Restate every line of the material below word for word, skipping the images.

# Excerpted data:
+ + + + + + +
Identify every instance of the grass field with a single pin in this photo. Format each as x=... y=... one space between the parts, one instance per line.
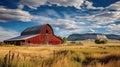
x=87 y=55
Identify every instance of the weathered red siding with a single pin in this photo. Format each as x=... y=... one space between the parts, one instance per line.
x=45 y=38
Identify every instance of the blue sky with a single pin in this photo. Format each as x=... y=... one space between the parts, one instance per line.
x=65 y=16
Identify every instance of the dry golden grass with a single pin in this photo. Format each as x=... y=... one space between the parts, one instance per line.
x=87 y=55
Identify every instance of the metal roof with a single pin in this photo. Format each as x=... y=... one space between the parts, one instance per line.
x=32 y=30
x=21 y=37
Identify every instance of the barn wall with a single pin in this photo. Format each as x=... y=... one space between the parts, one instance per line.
x=44 y=39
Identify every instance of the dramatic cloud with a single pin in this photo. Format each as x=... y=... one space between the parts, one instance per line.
x=113 y=28
x=14 y=14
x=33 y=3
x=89 y=5
x=75 y=3
x=6 y=34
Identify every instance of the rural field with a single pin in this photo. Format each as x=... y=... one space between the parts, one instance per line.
x=88 y=54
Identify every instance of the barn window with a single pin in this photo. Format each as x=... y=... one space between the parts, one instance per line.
x=46 y=31
x=29 y=41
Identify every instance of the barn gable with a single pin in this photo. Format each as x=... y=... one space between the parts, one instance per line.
x=36 y=35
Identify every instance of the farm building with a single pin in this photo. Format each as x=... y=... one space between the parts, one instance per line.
x=36 y=35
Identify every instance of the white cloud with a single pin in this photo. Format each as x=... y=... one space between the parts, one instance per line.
x=33 y=3
x=115 y=6
x=75 y=3
x=103 y=17
x=6 y=34
x=90 y=5
x=14 y=14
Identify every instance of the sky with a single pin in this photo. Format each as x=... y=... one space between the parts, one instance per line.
x=65 y=16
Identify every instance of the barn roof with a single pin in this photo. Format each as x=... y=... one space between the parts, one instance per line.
x=21 y=37
x=32 y=30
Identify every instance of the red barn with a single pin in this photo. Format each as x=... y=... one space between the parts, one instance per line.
x=36 y=35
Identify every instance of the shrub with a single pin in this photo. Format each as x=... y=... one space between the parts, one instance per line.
x=100 y=41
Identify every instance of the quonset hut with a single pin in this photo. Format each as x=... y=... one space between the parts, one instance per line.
x=36 y=35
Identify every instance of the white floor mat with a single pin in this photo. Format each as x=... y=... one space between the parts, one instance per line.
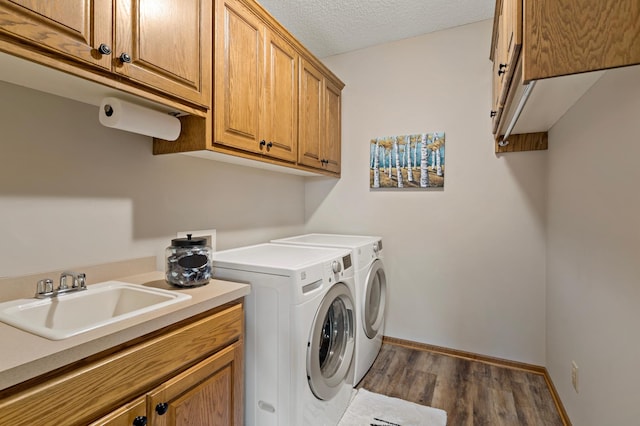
x=372 y=409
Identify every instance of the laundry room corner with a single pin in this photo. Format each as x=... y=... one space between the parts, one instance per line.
x=465 y=264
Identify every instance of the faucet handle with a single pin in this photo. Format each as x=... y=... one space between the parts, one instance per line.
x=44 y=287
x=82 y=281
x=63 y=280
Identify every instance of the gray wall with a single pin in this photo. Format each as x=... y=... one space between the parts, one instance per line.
x=75 y=193
x=593 y=245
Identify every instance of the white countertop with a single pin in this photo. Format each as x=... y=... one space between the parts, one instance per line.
x=25 y=355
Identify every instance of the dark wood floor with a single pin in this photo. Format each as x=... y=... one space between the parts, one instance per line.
x=472 y=393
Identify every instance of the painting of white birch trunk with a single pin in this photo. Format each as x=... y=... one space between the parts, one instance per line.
x=413 y=161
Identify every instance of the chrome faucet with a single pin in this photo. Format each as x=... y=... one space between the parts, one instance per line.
x=45 y=286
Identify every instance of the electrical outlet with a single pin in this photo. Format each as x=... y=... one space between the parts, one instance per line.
x=209 y=234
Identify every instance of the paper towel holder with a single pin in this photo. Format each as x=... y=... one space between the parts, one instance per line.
x=131 y=117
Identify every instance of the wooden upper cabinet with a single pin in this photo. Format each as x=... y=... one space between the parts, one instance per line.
x=311 y=123
x=320 y=118
x=256 y=85
x=73 y=28
x=575 y=36
x=165 y=44
x=238 y=76
x=280 y=114
x=536 y=41
x=332 y=125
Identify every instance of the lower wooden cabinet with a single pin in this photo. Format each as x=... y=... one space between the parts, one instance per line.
x=190 y=374
x=207 y=394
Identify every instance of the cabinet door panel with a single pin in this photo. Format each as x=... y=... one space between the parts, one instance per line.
x=311 y=116
x=74 y=28
x=238 y=76
x=207 y=394
x=281 y=112
x=332 y=132
x=167 y=43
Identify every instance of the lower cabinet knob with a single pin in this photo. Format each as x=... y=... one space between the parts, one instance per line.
x=162 y=408
x=140 y=421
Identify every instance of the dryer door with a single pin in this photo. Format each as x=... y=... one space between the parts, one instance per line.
x=375 y=295
x=331 y=343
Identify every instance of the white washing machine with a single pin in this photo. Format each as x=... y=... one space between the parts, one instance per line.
x=370 y=294
x=300 y=330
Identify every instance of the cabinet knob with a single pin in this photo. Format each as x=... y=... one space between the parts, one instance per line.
x=140 y=421
x=162 y=408
x=125 y=58
x=104 y=49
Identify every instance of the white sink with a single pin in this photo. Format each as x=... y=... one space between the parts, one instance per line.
x=73 y=313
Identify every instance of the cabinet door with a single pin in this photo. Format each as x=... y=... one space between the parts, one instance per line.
x=207 y=394
x=238 y=76
x=132 y=414
x=332 y=127
x=311 y=116
x=74 y=28
x=281 y=93
x=167 y=43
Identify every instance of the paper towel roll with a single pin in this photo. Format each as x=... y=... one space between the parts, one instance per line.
x=134 y=118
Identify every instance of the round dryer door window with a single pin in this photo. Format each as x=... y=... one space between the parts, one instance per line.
x=375 y=294
x=331 y=343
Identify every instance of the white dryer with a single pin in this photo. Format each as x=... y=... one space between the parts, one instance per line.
x=370 y=294
x=299 y=331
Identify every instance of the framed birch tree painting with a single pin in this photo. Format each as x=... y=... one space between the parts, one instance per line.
x=408 y=161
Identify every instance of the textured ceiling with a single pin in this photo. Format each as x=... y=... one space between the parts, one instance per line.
x=330 y=27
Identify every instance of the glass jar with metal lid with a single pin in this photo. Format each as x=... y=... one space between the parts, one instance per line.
x=188 y=262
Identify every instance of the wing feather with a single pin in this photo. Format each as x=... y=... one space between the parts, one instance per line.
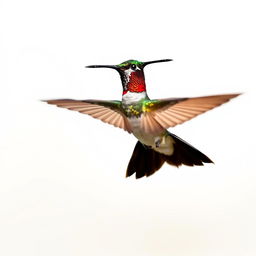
x=178 y=111
x=106 y=111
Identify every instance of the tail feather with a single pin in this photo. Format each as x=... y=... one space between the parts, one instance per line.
x=145 y=161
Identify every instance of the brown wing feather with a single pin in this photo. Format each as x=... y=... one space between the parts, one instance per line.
x=109 y=113
x=169 y=116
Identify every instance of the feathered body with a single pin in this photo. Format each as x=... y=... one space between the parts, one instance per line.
x=148 y=120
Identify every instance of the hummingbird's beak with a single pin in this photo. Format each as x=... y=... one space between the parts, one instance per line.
x=155 y=61
x=102 y=66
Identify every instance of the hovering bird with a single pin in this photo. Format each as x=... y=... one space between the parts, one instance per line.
+ + + + + + +
# Exercise response:
Identify every instance of the grass field with a single pin in this photo. Format each as x=... y=... one space between the parts, one instance per line.
x=87 y=55
Identify every instance of the weathered red siding with a single pin in this photo. Format each as x=... y=... one space between the parts, one instance per line.
x=45 y=38
Identify every instance of the blue sky with a single pin in this photo. Format each as x=... y=... one space between the parts, one instance per line.
x=65 y=16
Identify every instance of the dry golden grass with a single pin in this photo. Format each as x=... y=... one space between the parts, one instance per line.
x=87 y=55
Identify every instance of the metal roof with a single pin in this photo. Format each as x=... y=... one space between the parts, one instance per line.
x=32 y=30
x=21 y=37
Identify every instance of the barn wall with a single pin in this photo. Format each as x=... y=... one space between the parts, one instance per line.
x=44 y=39
Identify every instance of the dramatic cloud with a single pin in this photo. Format each as x=... y=... one space between the parts, one instance per line.
x=113 y=28
x=14 y=14
x=33 y=3
x=89 y=5
x=75 y=3
x=6 y=34
Identify every instance of the rural field with a single pin in this photo. Format each as x=... y=... one space between the parts, one instance per line.
x=88 y=54
Identify every instance of the barn window with a single pin in this photo. Format each as x=... y=... one space between the parts, one instance per line.
x=46 y=31
x=29 y=41
Identify every instance of the barn gable with a single pin in this photo. Format each as x=... y=... one space between the parts, one instance per line.
x=36 y=35
Identify every instance of the farm building with a single pin in this photo. Format each as x=... y=... one space between the parts, one instance per line.
x=36 y=35
Identify every instance of the white cloud with a single pin in this photo. Format each as x=... y=... one space between the parts, one instance per line.
x=33 y=3
x=115 y=6
x=75 y=3
x=103 y=17
x=6 y=34
x=90 y=5
x=14 y=14
Identify every instance of the sky with a single pin in this photo. Format each as x=... y=... one space between the parts, one instance per line.
x=65 y=16
Identify every instance of the barn roof with a single pin in this photo. Format each as x=... y=... one space between the parts, one instance per line.
x=21 y=37
x=32 y=30
Identify every instance of the red barn with a single pin in this photo. Format each as x=... y=... one space between the parts, one instance per line.
x=36 y=35
Identify every instance of the shrub with a single pin in this photo. Format each as x=... y=... one space between the parts, one instance per line.
x=100 y=41
Identify every instance of the quonset hut with a single pin in this photo. Format each as x=... y=... one space between the parts, one instance per line.
x=36 y=35
Identify every instance of the white floor mat with a single pin in this photo. Format each as x=... y=... one space between the parts, one instance per line.
x=372 y=409
Identify every instance of the laundry room corner with a single pin in this photo. Format each as x=... y=... one space between the parts, one instance per line.
x=465 y=264
Identify every instance of the faucet handle with a single pin in this photo. Format each as x=... y=... one space between the parts, one instance per line.
x=44 y=287
x=82 y=281
x=63 y=280
Identify every instance of the gray wall with a single pin in this photo. Format each as x=... y=... one space between the parts, one instance per line.
x=75 y=193
x=593 y=245
Identify every instance of the white countertop with a single pin in this photo. Format each as x=... y=... one space between the parts, one instance per line.
x=25 y=355
Identify every instance of the dark wood floor with a single pin in this photo. Format each as x=... y=... one space between the parts, one instance per line.
x=472 y=393
Identify every instance of the painting of white birch trunk with a single pin in this photo. Format each as x=... y=... one space between the parts, one instance per line.
x=413 y=161
Identify every instance of the chrome faucet with a single pin in this photo. Format each as x=... y=... one space between the parts, one instance per line.
x=45 y=286
Identify every instance of the electrical outlet with a single pin in this photo. Format each as x=... y=... one space between the parts, one instance per line.
x=209 y=234
Identify every instance of the paper towel holder with a single pin in this photo. Format each as x=... y=... one space between the parts, one instance per line.
x=131 y=117
Identify every instance of the wooden upper cabinet with a single pin in this photo. Format each as x=... y=... one space between the parts, one instance per line.
x=311 y=123
x=320 y=118
x=256 y=85
x=73 y=28
x=575 y=36
x=165 y=44
x=238 y=76
x=280 y=114
x=536 y=41
x=332 y=125
Identify every instance of the lower wooden cabinet with a single pin in this photo. Format each as x=... y=... one space between the parts, one instance per line.
x=190 y=374
x=207 y=394
Identify every instance of the cabinet door panel with a single pin in this photo. Format each as x=... y=... one space between the parts, one instance per line.
x=311 y=116
x=74 y=28
x=238 y=76
x=207 y=394
x=281 y=112
x=332 y=132
x=167 y=43
Identify every instance of the lower cabinet knob with a single pin in this photo. Format each as x=... y=... one space between the parts, one instance per line.
x=162 y=408
x=140 y=421
Identify every instance of the dryer door with a single pin in this photo. Format each as x=... y=... one space between the parts, one instance per line.
x=375 y=295
x=331 y=343
Identify every instance of the white washing machine with a single pin in this photo. Format each as x=... y=... one space between the parts, one instance per line.
x=370 y=294
x=300 y=330
Identify every instance of the cabinet knob with a single pin in this photo. Format each as x=... y=... one space between the parts, one instance per line.
x=140 y=421
x=162 y=408
x=125 y=58
x=104 y=49
Identify every instance of the white sink with a single pin in this photo. Format each as x=... y=... one space between the parts, one instance per line.
x=73 y=313
Identify every instance of the cabinet door with a single pin in this photo. Format each as x=... y=... one space between the parts, one instance per line.
x=207 y=394
x=238 y=76
x=132 y=414
x=332 y=127
x=311 y=116
x=74 y=28
x=281 y=93
x=167 y=43
Identify every instance of the paper towel roll with a single pin in this photo. Format each as x=... y=... one space between the parts, one instance per line.
x=134 y=118
Identify every instance of the round dryer door window with a single pin in this photo. Format each as x=... y=... one space between the parts, one instance per line.
x=375 y=294
x=331 y=343
Identify every instance of the white dryer with a single pin in this photo. Format each as x=... y=... one space between the parts, one instance per line.
x=370 y=294
x=299 y=331
Identify every instance of the framed birch tree painting with a single pin in this photo. Format each as x=... y=... one space between the parts, one instance per line.
x=408 y=161
Identify every instance of the textured ceiling with a single pin in this photo. Format each as x=... y=... one space between the parts, one instance per line.
x=330 y=27
Identify every instance of the glass jar with metal lid with a single pin in this photo. Format each as x=... y=... one space between the parts, one instance per line.
x=188 y=262
Identify every instance of the wing feather with a single pin in this photo. Format each as x=... y=... one space between the parts, one instance per line.
x=178 y=111
x=106 y=111
Identify every instance of the tail feather with a single pin in this photo. Format each as x=... y=... one space between the parts, one instance per line.
x=145 y=161
Identify every instance of the brown wing feather with a single pin in this photo. Format each as x=... y=... one space between the parts, one instance per line.
x=109 y=113
x=169 y=116
Identify every instance of the feathered body with a single pin in this photo. Format each as x=... y=... one space between the parts, one instance per line.
x=148 y=120
Identify every instance of the hummingbird's beak with a single pin in this photo. Format each as x=... y=... one space between the parts, one instance per line.
x=155 y=61
x=102 y=66
Identify every instance of the hovering bird with a single pin in this photo. Format each as x=... y=... one space between the parts, one instance per line.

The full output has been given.